- **Dataset records**

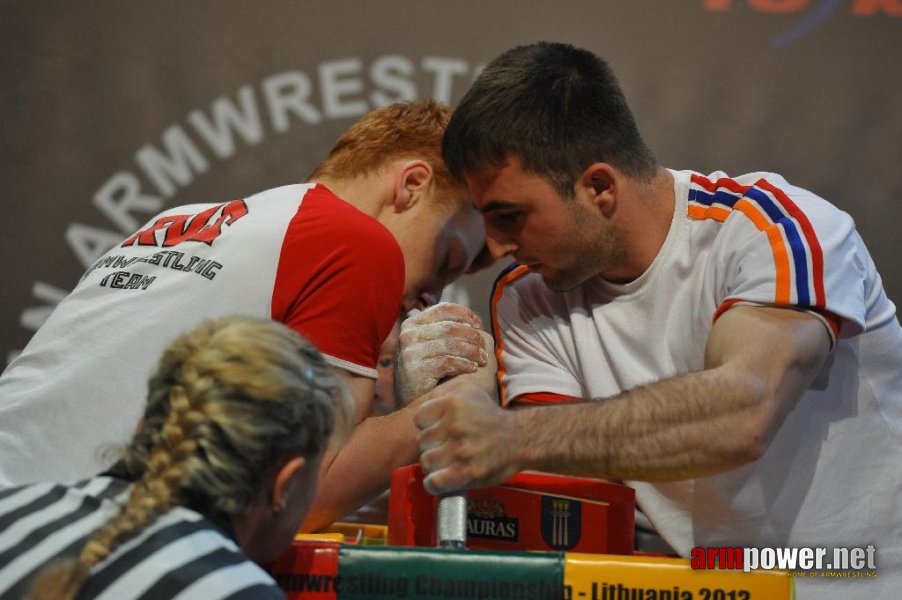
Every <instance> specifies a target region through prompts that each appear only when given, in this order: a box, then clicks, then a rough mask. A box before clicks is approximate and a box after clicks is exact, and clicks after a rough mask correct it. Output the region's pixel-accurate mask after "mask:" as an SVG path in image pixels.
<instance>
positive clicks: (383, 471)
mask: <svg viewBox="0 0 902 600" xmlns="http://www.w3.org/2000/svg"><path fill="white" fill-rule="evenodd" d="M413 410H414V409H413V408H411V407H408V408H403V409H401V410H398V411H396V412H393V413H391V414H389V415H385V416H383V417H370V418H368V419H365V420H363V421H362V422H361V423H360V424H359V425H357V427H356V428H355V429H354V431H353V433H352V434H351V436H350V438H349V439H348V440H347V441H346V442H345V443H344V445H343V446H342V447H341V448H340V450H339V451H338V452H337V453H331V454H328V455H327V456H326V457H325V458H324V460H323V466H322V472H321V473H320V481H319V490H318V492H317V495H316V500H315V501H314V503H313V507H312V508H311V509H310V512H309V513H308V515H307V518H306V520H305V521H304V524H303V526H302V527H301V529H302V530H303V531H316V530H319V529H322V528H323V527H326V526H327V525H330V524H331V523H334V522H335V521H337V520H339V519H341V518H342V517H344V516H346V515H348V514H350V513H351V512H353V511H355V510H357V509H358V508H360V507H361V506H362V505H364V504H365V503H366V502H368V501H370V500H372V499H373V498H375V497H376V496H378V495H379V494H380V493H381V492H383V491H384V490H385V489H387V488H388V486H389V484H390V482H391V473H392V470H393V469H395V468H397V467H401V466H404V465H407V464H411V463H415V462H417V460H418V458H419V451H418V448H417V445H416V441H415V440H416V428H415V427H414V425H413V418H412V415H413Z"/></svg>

* * *

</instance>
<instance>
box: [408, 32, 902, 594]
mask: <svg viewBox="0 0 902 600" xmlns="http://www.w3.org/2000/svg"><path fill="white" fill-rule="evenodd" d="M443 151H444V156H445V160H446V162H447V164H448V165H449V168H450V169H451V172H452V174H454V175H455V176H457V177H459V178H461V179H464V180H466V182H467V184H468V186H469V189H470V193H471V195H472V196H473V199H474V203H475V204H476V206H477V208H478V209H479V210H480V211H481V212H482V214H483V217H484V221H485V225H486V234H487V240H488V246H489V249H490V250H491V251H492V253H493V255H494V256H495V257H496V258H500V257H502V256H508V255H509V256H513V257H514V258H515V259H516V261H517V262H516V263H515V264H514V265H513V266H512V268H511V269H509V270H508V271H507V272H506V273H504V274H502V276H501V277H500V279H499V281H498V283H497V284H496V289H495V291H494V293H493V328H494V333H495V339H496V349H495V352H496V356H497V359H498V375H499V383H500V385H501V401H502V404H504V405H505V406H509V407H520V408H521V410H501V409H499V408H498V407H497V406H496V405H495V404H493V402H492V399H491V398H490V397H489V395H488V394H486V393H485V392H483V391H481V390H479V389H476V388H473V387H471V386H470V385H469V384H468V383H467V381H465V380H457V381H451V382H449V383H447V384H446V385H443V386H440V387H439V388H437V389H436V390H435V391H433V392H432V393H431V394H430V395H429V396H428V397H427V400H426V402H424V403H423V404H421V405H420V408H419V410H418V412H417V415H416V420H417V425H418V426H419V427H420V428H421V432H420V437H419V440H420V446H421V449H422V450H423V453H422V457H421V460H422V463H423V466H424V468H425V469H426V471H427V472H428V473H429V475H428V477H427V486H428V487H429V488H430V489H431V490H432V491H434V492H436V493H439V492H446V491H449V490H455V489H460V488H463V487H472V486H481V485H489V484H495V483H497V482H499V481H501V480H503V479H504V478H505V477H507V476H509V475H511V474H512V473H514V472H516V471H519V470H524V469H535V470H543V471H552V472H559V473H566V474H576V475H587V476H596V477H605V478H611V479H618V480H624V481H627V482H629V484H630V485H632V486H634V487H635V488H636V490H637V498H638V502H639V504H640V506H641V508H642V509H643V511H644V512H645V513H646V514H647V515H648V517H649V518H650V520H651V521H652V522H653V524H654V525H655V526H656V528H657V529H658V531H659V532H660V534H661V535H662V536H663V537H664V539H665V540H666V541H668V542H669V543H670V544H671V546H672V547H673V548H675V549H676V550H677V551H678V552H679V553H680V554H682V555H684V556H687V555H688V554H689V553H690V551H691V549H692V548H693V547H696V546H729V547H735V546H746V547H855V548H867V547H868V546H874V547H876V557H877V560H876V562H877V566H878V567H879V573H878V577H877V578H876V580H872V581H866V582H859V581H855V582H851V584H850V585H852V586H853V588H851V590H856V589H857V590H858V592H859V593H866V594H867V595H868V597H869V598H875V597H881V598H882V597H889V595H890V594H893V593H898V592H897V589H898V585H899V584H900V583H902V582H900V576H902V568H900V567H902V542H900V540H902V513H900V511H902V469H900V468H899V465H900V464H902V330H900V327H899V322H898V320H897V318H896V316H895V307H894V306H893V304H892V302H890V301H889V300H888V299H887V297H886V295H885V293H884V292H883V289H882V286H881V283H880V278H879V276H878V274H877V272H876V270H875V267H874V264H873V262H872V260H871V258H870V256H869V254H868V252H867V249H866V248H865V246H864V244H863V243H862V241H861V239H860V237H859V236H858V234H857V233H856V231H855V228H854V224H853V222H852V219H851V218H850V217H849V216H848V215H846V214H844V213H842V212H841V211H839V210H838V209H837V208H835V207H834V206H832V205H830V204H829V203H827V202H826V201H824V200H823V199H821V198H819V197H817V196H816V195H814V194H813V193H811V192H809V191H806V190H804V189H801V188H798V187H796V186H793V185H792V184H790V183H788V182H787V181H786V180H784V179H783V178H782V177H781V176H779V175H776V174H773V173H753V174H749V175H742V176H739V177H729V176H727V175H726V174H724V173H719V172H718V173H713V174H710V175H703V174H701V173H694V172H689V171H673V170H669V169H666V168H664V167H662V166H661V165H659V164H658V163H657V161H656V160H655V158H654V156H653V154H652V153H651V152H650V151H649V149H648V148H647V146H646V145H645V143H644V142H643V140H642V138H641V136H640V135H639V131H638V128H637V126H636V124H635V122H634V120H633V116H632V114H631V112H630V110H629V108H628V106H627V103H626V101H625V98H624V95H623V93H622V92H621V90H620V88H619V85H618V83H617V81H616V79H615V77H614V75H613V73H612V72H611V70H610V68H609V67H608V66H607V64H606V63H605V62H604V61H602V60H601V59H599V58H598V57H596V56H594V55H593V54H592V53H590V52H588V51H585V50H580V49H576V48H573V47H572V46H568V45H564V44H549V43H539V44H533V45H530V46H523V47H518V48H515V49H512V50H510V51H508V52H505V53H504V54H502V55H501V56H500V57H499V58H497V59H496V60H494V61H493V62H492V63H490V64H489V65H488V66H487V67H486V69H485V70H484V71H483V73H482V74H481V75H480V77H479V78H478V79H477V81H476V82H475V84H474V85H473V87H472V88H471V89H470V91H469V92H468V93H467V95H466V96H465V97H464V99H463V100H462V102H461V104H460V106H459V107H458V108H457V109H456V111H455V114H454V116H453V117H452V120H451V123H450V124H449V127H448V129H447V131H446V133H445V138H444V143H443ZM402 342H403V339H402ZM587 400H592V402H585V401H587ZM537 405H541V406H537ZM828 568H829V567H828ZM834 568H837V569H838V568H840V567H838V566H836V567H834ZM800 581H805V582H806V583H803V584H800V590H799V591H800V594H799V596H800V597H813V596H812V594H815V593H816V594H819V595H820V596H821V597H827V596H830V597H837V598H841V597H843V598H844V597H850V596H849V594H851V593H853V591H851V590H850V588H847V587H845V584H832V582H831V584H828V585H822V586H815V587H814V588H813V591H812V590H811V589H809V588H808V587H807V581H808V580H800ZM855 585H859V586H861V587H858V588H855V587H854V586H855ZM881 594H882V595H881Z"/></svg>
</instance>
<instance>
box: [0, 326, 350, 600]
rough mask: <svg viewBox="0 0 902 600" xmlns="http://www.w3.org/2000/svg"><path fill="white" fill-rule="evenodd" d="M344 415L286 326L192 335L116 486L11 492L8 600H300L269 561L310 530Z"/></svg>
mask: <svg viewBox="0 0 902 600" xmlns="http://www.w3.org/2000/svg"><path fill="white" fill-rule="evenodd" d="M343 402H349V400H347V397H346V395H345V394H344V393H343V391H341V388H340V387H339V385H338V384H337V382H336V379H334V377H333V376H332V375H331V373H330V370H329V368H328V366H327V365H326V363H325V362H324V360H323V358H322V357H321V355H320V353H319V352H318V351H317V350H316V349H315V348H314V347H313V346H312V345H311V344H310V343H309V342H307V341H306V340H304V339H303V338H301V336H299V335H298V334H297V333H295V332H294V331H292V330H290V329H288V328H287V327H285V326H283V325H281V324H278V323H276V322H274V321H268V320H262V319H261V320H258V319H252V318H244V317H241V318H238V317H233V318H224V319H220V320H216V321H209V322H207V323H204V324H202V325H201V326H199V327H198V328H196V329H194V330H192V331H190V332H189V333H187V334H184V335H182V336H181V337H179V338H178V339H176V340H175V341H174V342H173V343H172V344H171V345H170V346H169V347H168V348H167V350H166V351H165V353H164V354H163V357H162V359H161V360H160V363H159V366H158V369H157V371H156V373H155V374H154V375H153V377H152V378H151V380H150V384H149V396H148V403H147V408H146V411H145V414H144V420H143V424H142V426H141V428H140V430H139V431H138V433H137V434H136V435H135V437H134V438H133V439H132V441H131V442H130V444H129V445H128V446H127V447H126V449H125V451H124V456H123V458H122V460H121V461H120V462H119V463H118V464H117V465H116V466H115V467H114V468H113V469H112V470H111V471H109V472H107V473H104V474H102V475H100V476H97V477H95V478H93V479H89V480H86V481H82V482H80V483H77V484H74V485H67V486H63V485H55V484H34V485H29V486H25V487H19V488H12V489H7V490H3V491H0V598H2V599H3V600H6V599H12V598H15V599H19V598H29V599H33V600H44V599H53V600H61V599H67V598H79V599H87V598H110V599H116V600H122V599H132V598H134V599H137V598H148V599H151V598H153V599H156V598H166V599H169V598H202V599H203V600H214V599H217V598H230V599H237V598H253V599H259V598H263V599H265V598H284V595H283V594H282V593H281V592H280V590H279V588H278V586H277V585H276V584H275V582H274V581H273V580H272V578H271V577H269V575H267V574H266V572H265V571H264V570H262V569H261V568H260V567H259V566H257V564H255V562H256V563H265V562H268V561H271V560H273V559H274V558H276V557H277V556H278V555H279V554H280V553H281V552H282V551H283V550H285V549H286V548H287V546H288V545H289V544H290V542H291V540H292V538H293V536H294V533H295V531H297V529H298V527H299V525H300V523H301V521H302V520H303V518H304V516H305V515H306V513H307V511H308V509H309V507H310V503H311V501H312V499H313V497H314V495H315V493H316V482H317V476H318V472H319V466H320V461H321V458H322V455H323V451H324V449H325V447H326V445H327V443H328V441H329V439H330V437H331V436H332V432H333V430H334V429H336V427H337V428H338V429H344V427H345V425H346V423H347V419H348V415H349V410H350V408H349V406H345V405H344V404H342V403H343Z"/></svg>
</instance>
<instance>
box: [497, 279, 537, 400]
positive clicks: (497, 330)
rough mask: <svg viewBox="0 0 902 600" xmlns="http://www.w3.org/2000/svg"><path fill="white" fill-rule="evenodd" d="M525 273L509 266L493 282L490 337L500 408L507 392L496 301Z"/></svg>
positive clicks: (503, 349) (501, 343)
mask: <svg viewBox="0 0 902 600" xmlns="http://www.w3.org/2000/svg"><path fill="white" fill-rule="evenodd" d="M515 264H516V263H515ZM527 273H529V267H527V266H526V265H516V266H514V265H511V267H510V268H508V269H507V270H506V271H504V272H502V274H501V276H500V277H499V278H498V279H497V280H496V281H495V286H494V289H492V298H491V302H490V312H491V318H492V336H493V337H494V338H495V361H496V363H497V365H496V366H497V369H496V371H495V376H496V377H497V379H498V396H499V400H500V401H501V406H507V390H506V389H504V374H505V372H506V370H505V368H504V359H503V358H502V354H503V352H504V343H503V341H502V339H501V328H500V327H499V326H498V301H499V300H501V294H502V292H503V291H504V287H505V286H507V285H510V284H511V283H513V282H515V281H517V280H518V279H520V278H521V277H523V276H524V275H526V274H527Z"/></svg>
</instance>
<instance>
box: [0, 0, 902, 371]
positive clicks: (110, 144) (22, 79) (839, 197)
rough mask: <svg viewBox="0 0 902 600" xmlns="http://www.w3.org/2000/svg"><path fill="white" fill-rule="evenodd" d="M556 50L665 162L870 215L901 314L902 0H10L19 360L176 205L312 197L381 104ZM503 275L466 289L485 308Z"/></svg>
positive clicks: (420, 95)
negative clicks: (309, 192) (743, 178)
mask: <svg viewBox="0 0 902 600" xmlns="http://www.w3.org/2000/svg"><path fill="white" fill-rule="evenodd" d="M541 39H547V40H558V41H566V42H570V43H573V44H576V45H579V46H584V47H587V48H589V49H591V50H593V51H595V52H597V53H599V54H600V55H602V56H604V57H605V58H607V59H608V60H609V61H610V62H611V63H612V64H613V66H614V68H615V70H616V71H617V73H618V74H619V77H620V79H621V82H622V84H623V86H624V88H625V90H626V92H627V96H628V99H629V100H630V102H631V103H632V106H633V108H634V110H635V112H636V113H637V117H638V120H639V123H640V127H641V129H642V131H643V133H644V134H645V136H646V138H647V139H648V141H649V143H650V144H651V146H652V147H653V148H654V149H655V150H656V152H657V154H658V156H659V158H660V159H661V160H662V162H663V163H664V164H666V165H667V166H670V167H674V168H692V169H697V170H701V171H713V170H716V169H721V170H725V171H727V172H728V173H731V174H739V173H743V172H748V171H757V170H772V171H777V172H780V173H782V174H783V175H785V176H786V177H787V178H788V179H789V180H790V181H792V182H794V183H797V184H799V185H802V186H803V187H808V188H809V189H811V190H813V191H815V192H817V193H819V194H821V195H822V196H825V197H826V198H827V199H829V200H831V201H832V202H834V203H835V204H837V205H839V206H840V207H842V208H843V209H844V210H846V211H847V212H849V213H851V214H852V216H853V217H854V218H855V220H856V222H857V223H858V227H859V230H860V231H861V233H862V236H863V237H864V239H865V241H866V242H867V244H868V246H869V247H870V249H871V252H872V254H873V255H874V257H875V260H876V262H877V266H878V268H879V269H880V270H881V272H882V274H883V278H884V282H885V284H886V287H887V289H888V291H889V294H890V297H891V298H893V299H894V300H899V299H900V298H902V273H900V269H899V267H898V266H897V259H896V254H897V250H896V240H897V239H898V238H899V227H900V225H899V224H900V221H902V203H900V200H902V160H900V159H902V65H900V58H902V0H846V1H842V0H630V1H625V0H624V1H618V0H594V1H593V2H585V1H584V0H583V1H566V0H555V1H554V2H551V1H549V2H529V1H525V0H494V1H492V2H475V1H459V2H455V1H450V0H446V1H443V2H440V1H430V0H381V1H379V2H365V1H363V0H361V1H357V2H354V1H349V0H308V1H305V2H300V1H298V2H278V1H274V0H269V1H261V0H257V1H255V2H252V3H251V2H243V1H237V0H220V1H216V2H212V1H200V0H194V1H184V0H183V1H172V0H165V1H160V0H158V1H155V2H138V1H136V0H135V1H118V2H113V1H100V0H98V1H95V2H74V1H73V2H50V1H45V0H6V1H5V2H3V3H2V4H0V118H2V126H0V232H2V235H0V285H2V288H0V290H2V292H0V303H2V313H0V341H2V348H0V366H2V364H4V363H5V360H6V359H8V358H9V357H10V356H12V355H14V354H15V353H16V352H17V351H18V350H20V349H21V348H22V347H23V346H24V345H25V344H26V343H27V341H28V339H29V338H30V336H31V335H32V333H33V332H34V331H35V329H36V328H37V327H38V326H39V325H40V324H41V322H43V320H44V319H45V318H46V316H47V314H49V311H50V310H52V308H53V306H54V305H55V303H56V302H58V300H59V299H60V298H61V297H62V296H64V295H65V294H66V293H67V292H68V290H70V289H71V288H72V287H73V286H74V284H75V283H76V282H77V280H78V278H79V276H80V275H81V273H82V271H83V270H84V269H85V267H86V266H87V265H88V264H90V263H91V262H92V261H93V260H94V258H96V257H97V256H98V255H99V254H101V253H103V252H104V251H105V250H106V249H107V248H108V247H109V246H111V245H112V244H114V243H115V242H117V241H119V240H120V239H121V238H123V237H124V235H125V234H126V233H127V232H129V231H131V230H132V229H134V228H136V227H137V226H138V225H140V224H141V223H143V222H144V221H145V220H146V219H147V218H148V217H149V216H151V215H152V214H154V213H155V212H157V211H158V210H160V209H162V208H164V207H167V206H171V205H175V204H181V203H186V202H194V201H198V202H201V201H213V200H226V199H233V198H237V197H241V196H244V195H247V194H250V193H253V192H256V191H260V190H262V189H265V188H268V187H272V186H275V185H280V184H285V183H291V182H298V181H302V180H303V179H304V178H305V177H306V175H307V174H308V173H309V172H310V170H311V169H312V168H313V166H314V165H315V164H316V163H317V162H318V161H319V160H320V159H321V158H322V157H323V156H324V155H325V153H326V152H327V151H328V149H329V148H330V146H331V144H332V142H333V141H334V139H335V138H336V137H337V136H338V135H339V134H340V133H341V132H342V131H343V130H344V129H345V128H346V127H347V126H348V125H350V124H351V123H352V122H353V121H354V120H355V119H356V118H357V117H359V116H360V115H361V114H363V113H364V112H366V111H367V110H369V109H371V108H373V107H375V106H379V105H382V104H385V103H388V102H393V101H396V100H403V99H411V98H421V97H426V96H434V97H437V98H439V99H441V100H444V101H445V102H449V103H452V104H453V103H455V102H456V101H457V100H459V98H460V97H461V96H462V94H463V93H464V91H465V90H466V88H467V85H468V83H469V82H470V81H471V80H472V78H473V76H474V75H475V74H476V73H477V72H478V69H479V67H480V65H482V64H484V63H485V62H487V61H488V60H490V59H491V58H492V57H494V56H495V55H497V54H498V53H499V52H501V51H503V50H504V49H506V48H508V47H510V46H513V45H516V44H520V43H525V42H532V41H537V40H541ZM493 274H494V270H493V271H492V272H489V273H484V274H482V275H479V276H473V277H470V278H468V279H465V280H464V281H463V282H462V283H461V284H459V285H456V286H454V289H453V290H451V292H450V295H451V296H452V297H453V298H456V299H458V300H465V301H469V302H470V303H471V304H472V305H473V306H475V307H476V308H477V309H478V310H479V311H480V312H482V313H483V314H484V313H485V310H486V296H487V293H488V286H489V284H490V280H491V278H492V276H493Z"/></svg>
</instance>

...

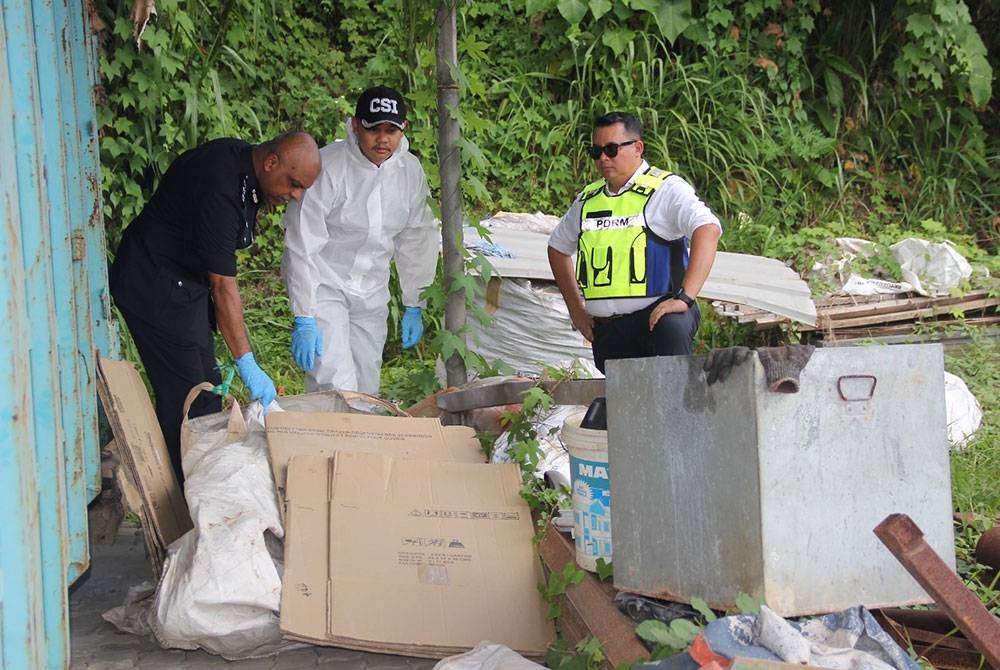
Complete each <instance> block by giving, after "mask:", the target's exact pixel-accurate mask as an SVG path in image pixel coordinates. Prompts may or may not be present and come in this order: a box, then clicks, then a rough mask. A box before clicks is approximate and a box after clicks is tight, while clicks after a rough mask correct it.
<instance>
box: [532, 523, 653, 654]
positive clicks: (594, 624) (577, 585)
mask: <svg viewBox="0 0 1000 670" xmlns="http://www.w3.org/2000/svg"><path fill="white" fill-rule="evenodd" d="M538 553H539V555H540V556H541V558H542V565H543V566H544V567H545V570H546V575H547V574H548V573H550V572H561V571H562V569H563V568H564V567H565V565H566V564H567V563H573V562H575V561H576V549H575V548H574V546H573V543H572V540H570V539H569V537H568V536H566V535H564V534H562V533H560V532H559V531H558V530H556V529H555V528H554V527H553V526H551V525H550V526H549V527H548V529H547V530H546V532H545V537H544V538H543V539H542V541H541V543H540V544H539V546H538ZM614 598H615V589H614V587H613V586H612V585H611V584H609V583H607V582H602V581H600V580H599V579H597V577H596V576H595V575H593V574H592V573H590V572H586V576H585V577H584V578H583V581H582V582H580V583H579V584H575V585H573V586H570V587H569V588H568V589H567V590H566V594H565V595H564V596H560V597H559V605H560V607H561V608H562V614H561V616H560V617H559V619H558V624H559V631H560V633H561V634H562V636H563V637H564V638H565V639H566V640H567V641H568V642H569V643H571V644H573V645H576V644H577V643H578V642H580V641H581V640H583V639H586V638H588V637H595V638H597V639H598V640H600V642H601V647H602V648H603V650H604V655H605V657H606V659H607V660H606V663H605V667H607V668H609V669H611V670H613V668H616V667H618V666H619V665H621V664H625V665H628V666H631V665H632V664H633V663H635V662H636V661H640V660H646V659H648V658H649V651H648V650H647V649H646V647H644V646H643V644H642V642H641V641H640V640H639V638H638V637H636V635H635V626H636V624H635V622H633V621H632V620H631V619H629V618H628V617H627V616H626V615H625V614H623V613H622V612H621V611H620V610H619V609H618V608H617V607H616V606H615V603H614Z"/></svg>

- **Exercise instructions**
Could you give the part of the records that opens with the line containing "Every <instance> specifies" and closes with the line containing "positive clicks: (383, 471)", substituting "loose" for "approximate" and keeping everything else the same?

- **Output for this task**
Every <instance> specifies a target region through prompts that each appear only when given, in this order: a box, then clicks, then a rough mask. A box before clicks is loose and a box after clicks is exact, and clicks after a rough mask correct it. Output the region's pixel-accurate mask after "mask:" as an SVG path in image pixels.
<instance>
positive clicks: (383, 471)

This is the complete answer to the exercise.